Copy, word for word, each line of the data below from the first through the line containing "Target: green ocean water", and stop there.

[Records excerpted from a collection]
= Beginning of Section =

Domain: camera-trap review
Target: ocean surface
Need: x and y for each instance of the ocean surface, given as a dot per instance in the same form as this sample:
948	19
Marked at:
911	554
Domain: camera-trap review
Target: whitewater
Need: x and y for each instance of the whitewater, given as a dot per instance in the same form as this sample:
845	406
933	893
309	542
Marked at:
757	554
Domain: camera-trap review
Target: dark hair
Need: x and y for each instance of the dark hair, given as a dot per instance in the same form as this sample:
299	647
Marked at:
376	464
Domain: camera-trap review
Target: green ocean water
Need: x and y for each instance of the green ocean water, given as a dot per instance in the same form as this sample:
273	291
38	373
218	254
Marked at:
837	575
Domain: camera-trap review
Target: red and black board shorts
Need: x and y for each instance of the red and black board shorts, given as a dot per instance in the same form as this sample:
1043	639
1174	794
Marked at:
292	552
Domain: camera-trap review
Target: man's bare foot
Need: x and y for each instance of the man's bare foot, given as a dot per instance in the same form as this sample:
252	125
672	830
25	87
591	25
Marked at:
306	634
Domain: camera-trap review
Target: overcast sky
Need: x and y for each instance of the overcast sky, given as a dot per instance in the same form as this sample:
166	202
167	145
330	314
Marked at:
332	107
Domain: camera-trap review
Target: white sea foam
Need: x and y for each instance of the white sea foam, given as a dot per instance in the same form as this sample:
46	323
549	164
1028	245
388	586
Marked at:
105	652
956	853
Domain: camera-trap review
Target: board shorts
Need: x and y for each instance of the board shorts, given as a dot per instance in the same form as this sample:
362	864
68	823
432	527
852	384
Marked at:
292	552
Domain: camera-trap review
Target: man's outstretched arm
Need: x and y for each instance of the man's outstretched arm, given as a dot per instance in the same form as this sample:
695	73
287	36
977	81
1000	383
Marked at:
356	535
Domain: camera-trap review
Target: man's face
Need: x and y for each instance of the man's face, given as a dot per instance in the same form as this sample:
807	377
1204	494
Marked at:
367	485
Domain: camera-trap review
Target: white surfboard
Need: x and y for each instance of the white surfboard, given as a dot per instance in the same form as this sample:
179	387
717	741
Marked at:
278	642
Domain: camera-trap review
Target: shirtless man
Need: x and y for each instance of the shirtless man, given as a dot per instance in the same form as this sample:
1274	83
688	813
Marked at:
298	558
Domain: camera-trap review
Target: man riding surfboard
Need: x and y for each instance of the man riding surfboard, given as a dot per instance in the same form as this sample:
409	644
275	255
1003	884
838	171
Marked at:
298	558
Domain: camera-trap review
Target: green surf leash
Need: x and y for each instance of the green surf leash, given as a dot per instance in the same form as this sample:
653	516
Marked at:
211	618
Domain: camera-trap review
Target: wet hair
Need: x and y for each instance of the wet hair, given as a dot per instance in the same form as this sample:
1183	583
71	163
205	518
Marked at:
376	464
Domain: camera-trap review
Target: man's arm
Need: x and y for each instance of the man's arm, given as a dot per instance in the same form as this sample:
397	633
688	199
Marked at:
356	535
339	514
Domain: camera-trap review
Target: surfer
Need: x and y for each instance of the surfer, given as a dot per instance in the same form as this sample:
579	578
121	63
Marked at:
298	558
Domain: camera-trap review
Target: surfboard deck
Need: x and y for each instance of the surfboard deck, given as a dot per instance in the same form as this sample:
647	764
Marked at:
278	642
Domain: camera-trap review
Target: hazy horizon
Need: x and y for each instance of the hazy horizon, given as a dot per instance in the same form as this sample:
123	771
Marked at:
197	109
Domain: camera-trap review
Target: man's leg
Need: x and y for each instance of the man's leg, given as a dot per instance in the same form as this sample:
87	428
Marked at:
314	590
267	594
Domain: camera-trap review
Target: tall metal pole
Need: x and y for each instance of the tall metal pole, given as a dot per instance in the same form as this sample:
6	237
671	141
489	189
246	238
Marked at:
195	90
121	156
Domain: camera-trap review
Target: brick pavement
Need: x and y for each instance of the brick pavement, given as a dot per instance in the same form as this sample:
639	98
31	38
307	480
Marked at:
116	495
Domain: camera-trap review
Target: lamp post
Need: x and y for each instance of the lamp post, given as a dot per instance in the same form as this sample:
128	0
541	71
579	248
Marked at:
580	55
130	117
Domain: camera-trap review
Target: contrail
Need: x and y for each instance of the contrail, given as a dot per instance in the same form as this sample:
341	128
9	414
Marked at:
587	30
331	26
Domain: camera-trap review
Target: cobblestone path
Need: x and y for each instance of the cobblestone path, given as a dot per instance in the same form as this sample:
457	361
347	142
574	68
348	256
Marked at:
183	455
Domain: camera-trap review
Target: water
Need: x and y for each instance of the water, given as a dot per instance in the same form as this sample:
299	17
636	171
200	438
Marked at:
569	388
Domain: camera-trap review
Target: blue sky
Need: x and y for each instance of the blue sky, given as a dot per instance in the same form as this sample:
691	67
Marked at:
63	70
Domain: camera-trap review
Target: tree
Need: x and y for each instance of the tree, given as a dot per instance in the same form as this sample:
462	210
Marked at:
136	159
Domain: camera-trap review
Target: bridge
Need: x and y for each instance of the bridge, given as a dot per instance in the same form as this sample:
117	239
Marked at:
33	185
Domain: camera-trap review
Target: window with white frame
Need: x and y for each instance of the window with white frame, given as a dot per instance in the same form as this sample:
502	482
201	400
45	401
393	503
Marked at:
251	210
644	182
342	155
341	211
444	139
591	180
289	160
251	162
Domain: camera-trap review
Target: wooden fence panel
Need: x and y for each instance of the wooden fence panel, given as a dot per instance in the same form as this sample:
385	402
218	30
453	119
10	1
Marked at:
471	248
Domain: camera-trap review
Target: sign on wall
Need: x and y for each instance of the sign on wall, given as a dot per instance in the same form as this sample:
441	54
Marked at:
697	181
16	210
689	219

= End of Section =

▶ [Result of this task]:
Domain: camera-trap review
Target: ocean surface
Need: x and y for each instance of the ocean surface, given as a dot per instance in the same form as this sample:
948	19
Marked at:
911	554
Domain: camera-trap review
Target: whitewater
Need: x and y for each instance of the whitewater, given as a dot per instance in the same form as this sample:
845	406
933	893
309	542
Marked at:
757	554
Domain: camera-trap review
Target: dark hair
Need: x and y for each instance of the dark hair, given as a dot per instance in the same form as this sample:
299	647
Marked at:
376	464
Domain: camera-trap review
Target: green ocean water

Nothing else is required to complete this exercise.